Collected data entries
________________________________________

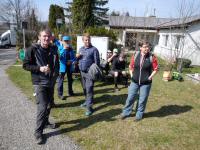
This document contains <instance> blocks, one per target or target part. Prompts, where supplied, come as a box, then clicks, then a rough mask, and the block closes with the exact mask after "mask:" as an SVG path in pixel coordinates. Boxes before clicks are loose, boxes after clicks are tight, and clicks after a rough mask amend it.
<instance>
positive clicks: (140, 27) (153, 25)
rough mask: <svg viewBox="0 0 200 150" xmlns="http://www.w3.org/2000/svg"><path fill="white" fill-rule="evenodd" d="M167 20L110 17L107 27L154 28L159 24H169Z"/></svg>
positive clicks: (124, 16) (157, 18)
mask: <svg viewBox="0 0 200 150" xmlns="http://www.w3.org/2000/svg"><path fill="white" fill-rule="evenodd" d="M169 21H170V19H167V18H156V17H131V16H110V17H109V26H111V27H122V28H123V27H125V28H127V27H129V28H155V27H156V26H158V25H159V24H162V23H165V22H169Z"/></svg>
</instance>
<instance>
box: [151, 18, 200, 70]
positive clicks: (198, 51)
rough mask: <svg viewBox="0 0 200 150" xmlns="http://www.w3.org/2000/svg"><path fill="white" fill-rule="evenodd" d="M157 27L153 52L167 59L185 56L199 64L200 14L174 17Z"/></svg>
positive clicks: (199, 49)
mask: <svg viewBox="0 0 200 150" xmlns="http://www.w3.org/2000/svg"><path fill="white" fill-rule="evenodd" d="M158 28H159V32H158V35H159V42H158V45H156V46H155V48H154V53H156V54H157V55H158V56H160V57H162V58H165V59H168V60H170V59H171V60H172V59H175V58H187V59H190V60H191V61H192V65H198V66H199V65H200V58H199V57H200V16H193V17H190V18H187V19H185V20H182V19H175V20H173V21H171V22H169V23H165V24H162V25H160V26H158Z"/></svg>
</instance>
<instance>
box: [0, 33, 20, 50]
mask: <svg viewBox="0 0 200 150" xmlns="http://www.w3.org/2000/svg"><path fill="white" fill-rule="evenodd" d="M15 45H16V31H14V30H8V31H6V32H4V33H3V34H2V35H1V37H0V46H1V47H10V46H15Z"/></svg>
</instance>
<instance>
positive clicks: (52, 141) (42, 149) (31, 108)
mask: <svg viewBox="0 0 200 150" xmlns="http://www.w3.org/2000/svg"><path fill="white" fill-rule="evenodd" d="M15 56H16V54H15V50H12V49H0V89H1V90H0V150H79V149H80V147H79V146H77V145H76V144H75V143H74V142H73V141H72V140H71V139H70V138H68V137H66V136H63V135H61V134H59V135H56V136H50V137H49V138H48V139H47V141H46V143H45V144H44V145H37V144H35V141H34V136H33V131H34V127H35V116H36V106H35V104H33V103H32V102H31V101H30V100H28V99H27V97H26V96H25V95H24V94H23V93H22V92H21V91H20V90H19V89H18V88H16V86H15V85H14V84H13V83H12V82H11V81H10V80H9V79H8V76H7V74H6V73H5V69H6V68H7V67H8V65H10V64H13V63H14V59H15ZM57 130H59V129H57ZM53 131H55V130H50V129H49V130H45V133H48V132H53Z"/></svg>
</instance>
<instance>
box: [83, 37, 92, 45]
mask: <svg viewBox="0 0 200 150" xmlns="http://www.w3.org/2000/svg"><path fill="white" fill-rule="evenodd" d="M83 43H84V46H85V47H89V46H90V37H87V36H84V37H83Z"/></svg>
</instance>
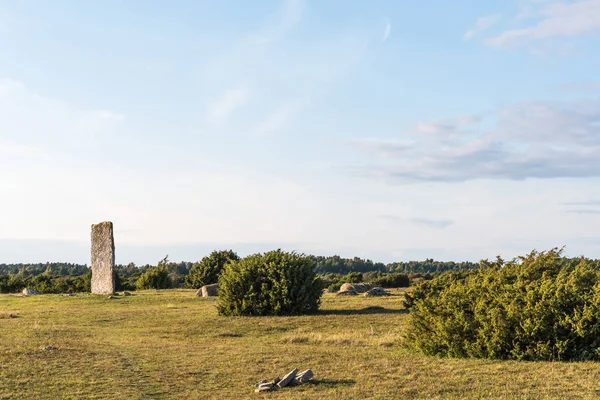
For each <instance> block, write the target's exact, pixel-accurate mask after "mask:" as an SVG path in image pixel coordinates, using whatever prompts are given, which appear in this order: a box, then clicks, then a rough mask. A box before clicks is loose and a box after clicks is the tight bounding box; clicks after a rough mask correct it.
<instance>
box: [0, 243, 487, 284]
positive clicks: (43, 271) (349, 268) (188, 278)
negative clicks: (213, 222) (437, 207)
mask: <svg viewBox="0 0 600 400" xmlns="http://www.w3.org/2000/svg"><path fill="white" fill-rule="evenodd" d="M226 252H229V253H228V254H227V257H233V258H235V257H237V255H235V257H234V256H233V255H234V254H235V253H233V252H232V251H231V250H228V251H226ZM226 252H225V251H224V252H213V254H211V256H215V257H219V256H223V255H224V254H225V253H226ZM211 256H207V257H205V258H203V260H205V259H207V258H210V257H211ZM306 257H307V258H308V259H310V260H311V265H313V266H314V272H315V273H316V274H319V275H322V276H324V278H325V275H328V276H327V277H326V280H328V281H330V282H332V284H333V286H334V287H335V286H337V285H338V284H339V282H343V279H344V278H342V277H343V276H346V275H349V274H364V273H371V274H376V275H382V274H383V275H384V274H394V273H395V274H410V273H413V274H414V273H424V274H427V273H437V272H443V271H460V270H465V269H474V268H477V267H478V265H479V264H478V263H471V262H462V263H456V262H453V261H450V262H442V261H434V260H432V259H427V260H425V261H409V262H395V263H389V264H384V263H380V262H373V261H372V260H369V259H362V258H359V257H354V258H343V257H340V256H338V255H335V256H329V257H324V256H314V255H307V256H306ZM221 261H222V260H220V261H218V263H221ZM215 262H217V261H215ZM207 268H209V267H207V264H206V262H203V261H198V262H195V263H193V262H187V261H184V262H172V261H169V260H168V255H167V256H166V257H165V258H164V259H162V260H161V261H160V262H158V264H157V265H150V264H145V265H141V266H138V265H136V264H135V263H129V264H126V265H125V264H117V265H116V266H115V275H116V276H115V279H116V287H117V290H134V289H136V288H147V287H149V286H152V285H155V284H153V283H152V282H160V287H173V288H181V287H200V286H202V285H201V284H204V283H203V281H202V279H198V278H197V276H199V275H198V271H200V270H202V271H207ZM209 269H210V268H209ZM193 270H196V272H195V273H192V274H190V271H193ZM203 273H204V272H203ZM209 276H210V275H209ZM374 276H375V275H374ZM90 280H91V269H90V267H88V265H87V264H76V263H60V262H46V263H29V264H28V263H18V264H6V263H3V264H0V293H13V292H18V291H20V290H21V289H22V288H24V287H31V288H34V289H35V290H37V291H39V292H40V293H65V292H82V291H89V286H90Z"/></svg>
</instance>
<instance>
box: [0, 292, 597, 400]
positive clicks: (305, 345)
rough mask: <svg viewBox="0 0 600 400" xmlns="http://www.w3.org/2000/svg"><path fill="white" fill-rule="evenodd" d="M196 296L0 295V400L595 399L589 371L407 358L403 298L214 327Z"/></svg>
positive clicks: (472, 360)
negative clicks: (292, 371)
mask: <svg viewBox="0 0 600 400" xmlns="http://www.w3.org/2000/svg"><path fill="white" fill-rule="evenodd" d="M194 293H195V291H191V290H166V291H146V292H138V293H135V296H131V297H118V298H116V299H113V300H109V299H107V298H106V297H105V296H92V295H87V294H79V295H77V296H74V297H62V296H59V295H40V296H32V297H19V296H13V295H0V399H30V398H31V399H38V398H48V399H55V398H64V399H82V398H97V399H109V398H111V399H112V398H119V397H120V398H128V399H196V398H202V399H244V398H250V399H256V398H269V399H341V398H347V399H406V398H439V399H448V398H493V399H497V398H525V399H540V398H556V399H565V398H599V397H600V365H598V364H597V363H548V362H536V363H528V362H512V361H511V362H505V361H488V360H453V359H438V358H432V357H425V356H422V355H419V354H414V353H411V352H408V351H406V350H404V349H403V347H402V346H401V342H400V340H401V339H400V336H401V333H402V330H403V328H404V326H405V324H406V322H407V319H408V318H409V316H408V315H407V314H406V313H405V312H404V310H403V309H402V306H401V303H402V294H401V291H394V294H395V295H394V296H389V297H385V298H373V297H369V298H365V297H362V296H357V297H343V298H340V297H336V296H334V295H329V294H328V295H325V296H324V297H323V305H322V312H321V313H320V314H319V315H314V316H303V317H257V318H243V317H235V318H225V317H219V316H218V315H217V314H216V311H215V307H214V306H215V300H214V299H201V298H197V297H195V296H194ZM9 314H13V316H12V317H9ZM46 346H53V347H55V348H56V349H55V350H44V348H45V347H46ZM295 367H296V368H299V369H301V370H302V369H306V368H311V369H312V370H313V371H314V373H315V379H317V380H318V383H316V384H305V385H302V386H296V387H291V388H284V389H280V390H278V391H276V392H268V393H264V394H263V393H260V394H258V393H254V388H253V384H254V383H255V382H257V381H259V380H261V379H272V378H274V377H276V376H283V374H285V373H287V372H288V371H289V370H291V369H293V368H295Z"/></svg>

________________________________________

**Exercise objective**
Can you put the lines of the records into a numbered list, starting at the beginning of the records and stopping after the line that contains "positive clicks: (140, 27) (153, 25)", with blank lines and pictures left out?

**Worked solution**
1. This document contains <instance> blocks, one per target or target part. Prompts, where supplied, come as a box, then clicks, then a rough mask, and the block closes with the exact mask after "mask:" as an SVG path in pixel coordinates. Boxes before clicks are loose, boxes after clicks are tight, and clicks after a rough mask amend it.
2. <instance>
3. positive clicks: (140, 27) (153, 25)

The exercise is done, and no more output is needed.